Welcome to Plugging the Gap (my email newsletter about Covid-19 and its economics). In case you don’t know me, I’m an economist and professor at the University of Toronto. I have written lots of books including, most recently, on Covid-19. You can follow me on Twitter (@joshgans) or subscribe to this email newsletter here. (I am also part of the CDL Rapid Screening Consortium. The views expressed here are my own and should not be taken as representing organisations I work for.)
There hasn’t been much going on of late that lent itself to the kind of dismal hot takes that this newsletter specialises in but there have been a few little bits of news that you might have missed.
First of all, in back to school news, Israel wants its schools open on September 1 and is going big to make it happen. For one, “Parents will receive vouchers through their health funds and be asked to take their children for rapid tests 48 hours before the start of the school year. Some 1.9 million students will be asked to take these tests.” That’s a good move but it is not really proactive. You need regular screening to really keep people safe. This seems like a once-off screen which is only of value for about a week. But it is a start.
In fact, this was the more important move:
When a sick student is discovered in a school, that student will enter isolation immediately. The other students or faculty members with whom the child has been in contact will undergo testing for seven days.
Each day, the contacts will be screened. If the tests are negative, they will go to school. If someone tests positive, he or she will be asked to be isolated.
The model will begin as a pilot program in the haredi schools and then be expanded into Arab schools and eventually, if effective, the rest of the education system.
Following by this philosophy:
“We need to uproot that word ‘closure’ from our discussions,” Intelligence Minister Elazar Stern (Yesh Atid) reportedly said during the discussions. “The very fact that we are talking about it is establishing a reality on the ground.”
This is excellent. It is the kind of pro-active but cautious approach that I would love to see adopted elsewhere over the “nope, nothing we can do, they can just go home” approach that seems to be pervasive. For parents not in Israel, Emily Oster helps you through the back-to-school risks.
Relatedly, the CDL Rapid Screening Consortium is onboarding schools. At the moment, only private ones have put their hand up to regularly screen when school opens. And some provinces still won’t let you screen the students! But if you are involved with a school and want to sign up, click here.
Second, Quebec is going the vaccine passport route by way of an app. This will be required for non-essential activities. And if you want to attend in-person classes at the University of Ottawa you will need to be vaccinated and that Quebec passport may help you show it.
Third, Germany has that and more. Its passport requires a vaccine or a negative test. That latter used to be free. No longer. Germany will stop paying for them. Think of it as a fine for not being vaccinated. In the Philippines, government welfare payments may stop for the unvaccinated.
Finally, a word of advice. As a cloud of doom continues to hang over us for the Fall, everyone should enjoy the summer while they can. It is important to do this to build up some mental resistance for the likely disruptions coming.

[Collected data]

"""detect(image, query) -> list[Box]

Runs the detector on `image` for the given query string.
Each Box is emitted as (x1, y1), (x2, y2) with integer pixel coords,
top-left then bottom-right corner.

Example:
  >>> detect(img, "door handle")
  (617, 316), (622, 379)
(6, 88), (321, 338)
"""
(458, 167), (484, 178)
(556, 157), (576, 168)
...
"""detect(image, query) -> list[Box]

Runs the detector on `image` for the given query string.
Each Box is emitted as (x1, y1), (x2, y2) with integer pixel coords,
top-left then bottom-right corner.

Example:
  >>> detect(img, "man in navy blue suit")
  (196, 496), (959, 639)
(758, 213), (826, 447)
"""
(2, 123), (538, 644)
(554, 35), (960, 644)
* * *
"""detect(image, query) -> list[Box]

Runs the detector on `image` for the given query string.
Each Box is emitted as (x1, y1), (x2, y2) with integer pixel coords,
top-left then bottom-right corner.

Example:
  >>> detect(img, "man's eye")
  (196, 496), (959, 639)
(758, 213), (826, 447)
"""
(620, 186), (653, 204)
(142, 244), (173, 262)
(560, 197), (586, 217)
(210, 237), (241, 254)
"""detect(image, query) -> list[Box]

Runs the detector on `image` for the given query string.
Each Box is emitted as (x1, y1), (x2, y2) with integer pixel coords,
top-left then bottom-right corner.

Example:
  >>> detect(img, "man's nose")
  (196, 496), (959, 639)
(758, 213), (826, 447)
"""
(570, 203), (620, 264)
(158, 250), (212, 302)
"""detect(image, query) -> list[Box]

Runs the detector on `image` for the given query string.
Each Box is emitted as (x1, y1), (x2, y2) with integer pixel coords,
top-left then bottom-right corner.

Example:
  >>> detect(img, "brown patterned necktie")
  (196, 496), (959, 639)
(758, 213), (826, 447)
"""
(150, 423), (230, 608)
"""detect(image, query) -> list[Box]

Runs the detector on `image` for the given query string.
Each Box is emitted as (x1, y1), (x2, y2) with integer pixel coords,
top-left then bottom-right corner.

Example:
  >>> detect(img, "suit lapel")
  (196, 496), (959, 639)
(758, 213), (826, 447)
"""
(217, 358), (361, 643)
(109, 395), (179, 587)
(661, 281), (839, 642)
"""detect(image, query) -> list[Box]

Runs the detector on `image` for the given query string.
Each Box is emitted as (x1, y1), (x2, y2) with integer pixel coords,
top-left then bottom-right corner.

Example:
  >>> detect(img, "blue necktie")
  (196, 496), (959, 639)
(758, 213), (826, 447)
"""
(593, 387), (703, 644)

_EXERCISE OBJECTIVE_: Please answer from the Covid-19 newsletter: how many hours before the start of the school year will Israeli parents be asked to take their children for rapid tests?

_OUTPUT OF THE EXERCISE_: 48 hours.